- [What this exercise asks]
1. Answer these about the lazy-init exercises, one answer per line, marked (a), (b) and (c): (a) How many goroutines does the race test in Exercise 1 launch? (b) Which go test command is given for running the race test? (c) Which JLS section is cited for thread-safe class initialization?
2. Print the passage of the lazy-init exercises from "go func(i int)" up to and including "safely, stays lazy.".
3. List every constraint stated for Exercise 1 in the lazy-init exercises.

- [Page]
Exercise 1 — Race-prone singleton → sync.Once

Anti-pattern: Race-Prone Lazy Init. Goal: make first-call initialization safe under concurrent callers. Constraints: preserve the API (Instance() *Config); exactly one Config must ever be built; preserve laziness (no init until first call).

// Before — two goroutines can both see cfg == nil and both build one.
var cfg *Config

func Instance() *Config {
    if cfg == nil {
        cfg = loadConfig() // expensive: reads file + parses
    }
    return cfg
}
Refactored **Move sequence** 1. **Reproduce the race.** A test that launches the constructor from many goroutines and runs under the detector:
func TestInstance_Race(t *testing.T) {
 var wg sync.WaitGroup
 got := make([]*Config, 50)
 for i := 0; i < 50; i++ {
     wg.Add(1)
     go func(i int) { defer wg.Done(); got[i] = Instance() }(i)
 }
 wg.Wait()
 for _, g := range got {
     if g != got[0] {
         t.Fatalf("got multiple instances")
     }
 }
}
Run `go test -race -count=100`. The `cfg = loadConfig()` write racing the `cfg == nil` read trips the detector; without `-race` you may also observe two distinct pointers (lost init). 2. **Replace the nil-check init with `sync.Once`.** `Once.Do` gives a happens-before guarantee: the body runs exactly once, and every caller that returns from `Do` observes its completed writes. This is the canonical Go cure for lazy init *and* "DCL done right" in one primitive.
// After — sync.Once: runs once, publishes safely, stays lazy.
var (
    cfg     *Config
    cfgOnce sync.Once
)

func Instance() *Config {
    cfgOnce.Do(func() { cfg = loadConfig() })
    return cfg
}
**How to verify.** `go test -race -count=100` is now clean, and the multi-goroutine test always sees one identical pointer. The fast path after init is a single atomic load inside `Once.Do` (it checks a `done` flag with `atomic` before taking the mutex) — so you keep most of the "skip the lock" performance you were chasing, but *correctly*. **Don't** "optimize" by reading `cfg` outside `Do`; that reintroduces the unsynchronized read.

Exercise 2 — Lazy field → initialization-on-demand holder

Anti-pattern: Race-Prone Lazy Init. Goal: lazily initialize an expensive field, thread-safely, with no locking on the hot path. Constraints: Java; preserve laziness; getCache() returns the same instance for all callers.

// Before — classic racy lazy init; two threads build two caches.
class Registry {
    private ExpensiveCache cache; // not volatile, not guarded

    ExpensiveCache getCache() {
        if (cache == null) {
            cache = new ExpensiveCache(); // visible half-built to other threads
        }
        return cache;
    }
}
Refactored **Move sequence** 1. **Reproduce with jcstress.** Two actors: one calls `getCache()`, the other calls `getCache()`; assert both observe the *same, fully constructed* reference. Under the Java Memory Model the unsynchronized publication allows a thread to see `cache != null` while `ExpensiveCache`'s fields are still default — jcstress will surface the `ACCEPTABLE_INTERESTING` / forbidden outcomes. 2. **Apply the Initialization-on-Demand Holder idiom.** A nested static class is not loaded until first referenced; the JVM guarantees class initialization is thread-safe and happens-before any use (JLS §12.4.2). You get lazy + safe + lock-free *for free* — no `volatile`, no `synchronized`.

- [Collected data]
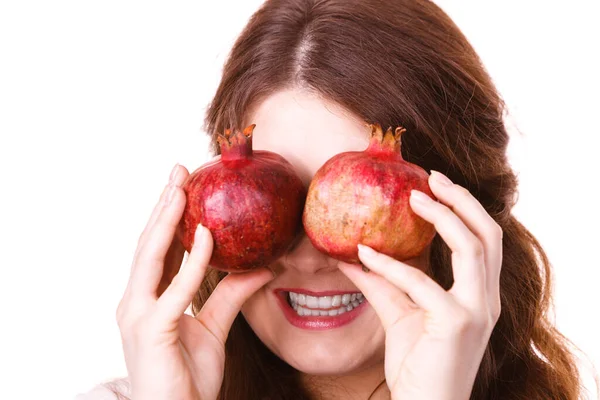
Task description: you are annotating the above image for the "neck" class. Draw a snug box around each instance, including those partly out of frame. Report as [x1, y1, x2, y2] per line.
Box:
[302, 362, 391, 400]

- [Task-by-task answers]
1.
(a) 50
(b) go test -race -count=100
(c) §12.4.2

2.
go func(i int) { defer wg.Done(); got[i] = Instance() }(i)
 }
 wg.Wait()
 for _, g := range got {
     if g != got[0] {
         t.Fatalf("got multiple instances")
     }
 }
}
Run `go test -race -count=100`. The `cfg = loadConfig()` write racing the `cfg == nil` read trips the detector; without `-race` you may also observe two distinct pointers (lost init). 2. **Replace the nil-check init with `sync.Once`.** `Once.Do` gives a happens-before guarantee: the body runs exactly once, and every caller that returns from `Do` observes its completed writes. This is the canonical Go cure for lazy init *and* "DCL done right" in one primitive.
// After — sync.Once: runs once, publishes safely, stays lazy.

3.
- preserve the API (Instance() *Config)
- exactly one Config must ever be built
- preserve laziness (no init until first call)